Collected data
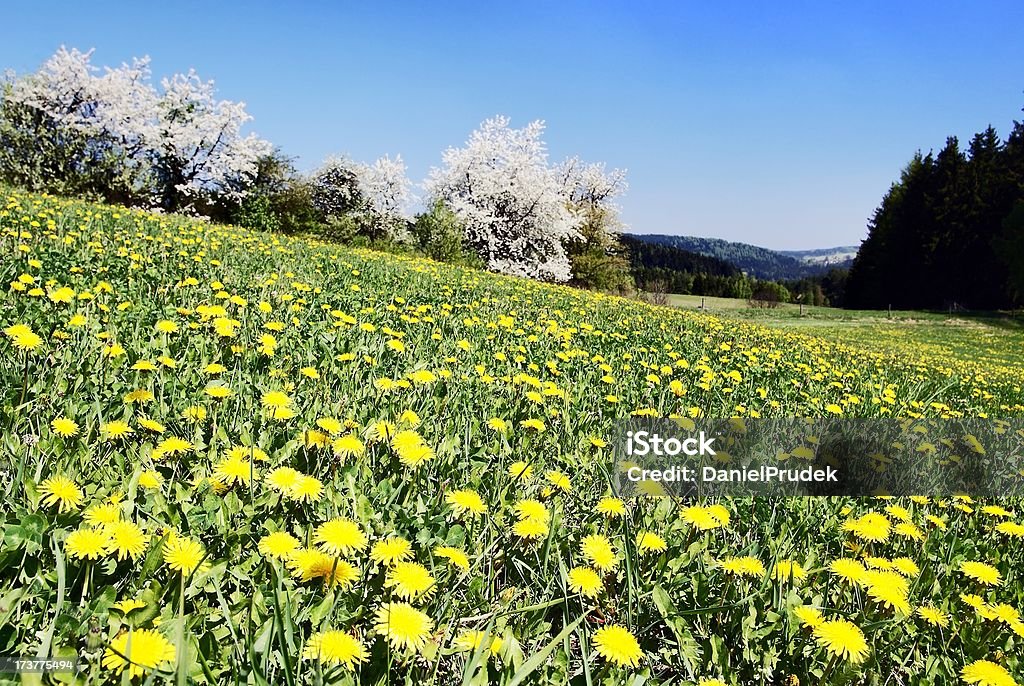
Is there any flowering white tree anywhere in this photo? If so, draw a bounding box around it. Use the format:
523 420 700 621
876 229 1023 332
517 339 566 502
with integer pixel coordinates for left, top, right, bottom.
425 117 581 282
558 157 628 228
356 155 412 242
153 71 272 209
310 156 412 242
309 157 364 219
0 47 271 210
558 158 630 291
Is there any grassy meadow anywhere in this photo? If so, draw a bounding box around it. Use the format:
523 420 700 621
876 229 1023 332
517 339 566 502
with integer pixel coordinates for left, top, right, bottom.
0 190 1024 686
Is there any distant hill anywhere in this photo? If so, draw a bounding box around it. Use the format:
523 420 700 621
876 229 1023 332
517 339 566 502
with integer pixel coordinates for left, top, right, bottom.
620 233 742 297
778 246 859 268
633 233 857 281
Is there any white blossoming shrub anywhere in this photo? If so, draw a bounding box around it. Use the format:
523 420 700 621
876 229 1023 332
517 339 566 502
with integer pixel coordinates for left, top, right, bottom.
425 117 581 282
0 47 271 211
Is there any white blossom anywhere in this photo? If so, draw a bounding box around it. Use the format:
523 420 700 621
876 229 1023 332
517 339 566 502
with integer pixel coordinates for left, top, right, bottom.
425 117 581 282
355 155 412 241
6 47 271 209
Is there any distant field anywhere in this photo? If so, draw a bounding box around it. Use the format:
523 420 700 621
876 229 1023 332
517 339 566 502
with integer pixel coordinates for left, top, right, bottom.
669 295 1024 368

---

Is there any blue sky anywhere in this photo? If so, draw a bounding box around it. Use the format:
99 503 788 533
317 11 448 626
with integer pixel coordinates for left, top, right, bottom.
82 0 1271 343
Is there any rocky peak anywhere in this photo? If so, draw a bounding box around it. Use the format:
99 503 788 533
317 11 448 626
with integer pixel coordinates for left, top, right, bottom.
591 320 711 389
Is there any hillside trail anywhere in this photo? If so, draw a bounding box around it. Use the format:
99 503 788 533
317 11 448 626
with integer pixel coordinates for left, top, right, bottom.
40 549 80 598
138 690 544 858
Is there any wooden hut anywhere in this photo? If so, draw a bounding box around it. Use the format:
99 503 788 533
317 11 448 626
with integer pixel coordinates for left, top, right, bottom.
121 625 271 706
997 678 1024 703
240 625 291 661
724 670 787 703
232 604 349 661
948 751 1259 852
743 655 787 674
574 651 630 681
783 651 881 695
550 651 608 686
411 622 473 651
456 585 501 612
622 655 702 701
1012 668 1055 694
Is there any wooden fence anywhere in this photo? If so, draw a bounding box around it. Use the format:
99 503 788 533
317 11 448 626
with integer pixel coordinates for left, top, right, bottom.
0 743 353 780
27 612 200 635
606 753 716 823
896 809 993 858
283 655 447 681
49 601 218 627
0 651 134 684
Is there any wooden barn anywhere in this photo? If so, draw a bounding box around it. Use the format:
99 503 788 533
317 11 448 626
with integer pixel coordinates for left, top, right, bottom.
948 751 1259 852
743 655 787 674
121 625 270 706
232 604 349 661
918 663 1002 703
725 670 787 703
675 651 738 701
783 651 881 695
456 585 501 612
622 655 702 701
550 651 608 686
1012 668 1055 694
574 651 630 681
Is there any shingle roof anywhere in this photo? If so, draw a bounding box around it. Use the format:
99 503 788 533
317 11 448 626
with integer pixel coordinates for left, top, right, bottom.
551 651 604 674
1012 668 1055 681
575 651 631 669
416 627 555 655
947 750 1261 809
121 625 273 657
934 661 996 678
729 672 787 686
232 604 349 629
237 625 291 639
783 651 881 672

==

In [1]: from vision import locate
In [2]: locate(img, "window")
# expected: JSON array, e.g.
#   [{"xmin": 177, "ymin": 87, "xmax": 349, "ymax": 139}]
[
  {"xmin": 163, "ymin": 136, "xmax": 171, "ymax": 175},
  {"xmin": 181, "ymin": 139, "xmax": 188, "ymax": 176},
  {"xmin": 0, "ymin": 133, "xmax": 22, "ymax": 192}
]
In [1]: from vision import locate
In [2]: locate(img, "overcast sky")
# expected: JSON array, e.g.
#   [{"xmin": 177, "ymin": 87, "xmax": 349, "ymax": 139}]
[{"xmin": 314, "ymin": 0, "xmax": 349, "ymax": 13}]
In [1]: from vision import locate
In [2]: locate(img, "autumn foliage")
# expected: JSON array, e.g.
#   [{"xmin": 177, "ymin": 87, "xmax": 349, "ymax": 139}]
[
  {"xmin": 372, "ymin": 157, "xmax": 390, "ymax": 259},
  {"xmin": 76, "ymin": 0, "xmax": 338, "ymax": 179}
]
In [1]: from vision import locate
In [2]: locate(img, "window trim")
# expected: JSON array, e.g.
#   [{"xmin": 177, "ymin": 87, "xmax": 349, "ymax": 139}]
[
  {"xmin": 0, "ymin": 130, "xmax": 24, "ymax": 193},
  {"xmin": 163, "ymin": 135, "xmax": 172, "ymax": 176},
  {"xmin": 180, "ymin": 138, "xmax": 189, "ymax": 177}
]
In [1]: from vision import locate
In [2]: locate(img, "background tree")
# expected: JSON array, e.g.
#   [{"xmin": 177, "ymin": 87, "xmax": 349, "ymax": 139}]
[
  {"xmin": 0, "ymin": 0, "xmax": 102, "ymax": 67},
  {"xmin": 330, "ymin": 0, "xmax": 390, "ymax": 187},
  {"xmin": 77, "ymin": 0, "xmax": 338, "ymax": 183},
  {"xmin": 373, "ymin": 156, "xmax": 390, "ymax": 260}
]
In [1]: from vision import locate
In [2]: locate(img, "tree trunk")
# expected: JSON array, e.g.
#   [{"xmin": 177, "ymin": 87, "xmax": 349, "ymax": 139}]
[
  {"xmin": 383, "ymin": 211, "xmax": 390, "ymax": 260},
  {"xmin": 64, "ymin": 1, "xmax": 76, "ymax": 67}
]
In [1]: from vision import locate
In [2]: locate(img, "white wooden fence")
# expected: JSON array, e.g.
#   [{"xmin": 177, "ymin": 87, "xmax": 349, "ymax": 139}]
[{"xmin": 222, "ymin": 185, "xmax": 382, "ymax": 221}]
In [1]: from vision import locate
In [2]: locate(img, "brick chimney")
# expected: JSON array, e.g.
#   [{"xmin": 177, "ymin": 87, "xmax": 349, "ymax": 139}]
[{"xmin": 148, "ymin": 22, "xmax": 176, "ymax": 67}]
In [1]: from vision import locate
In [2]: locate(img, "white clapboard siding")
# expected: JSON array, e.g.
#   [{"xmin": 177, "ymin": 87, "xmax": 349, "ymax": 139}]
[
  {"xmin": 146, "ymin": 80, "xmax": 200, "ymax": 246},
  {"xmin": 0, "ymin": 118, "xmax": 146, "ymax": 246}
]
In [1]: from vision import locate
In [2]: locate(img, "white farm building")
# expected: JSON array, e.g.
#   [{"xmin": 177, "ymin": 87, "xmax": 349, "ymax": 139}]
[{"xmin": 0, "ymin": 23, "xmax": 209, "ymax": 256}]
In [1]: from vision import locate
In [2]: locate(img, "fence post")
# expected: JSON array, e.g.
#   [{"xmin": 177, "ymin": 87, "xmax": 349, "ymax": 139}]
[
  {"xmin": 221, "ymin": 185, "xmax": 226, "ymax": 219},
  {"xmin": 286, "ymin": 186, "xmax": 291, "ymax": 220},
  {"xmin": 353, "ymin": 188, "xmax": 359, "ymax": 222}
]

* [Given exercise]:
Set down the lines from the one containing "Is there any flowering" through the one containing "558 158 630 291", exactly as they appear, both included.

* [Task response]:
Is there any flowering white tree anywhere in this photo? If so, draw a bounding box around it. Use the format:
523 420 700 621
876 229 1023 332
517 339 566 502
with integer pixel coordinates for left, top, right, bottom.
425 117 581 282
558 157 628 228
356 155 412 242
153 71 272 209
310 156 412 242
309 157 364 219
0 47 271 210
558 158 630 291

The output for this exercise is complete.